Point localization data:

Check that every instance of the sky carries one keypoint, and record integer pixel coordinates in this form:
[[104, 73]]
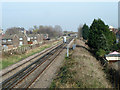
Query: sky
[[69, 15]]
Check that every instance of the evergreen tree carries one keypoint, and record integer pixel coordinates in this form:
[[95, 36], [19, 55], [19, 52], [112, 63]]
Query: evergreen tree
[[85, 31], [100, 37]]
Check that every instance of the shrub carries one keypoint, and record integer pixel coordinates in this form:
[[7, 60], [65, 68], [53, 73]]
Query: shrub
[[100, 53]]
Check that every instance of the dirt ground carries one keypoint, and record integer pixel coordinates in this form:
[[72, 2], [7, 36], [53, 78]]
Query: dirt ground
[[81, 70], [89, 69]]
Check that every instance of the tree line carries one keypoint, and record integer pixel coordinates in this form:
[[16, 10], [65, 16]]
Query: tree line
[[99, 38]]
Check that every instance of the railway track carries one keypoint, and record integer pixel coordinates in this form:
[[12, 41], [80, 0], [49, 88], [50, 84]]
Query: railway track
[[30, 73], [24, 63]]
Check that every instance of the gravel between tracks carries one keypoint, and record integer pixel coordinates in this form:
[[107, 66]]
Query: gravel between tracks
[[47, 76]]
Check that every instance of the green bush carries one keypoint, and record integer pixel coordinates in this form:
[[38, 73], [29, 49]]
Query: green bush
[[100, 53]]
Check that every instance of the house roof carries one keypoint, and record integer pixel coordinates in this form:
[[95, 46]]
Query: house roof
[[11, 36]]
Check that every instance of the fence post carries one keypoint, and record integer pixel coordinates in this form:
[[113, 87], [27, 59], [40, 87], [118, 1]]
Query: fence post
[[67, 51]]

Exercise details:
The line with "Query: green bush" marks where to start. Transcribe from there through the final line of the records, exactly and with nothing added.

The answer:
Query: green bush
[[100, 53]]
Check that every instance of the house roof carries one keypoint, and record integer pixel coordinates in this form:
[[95, 46]]
Query: house roof
[[11, 36]]
Check that every instance of the fence post carries one keypoint, and record integer pixel coordinates in this form:
[[113, 87], [27, 59], [40, 87], [118, 1]]
Query: fence post
[[67, 51]]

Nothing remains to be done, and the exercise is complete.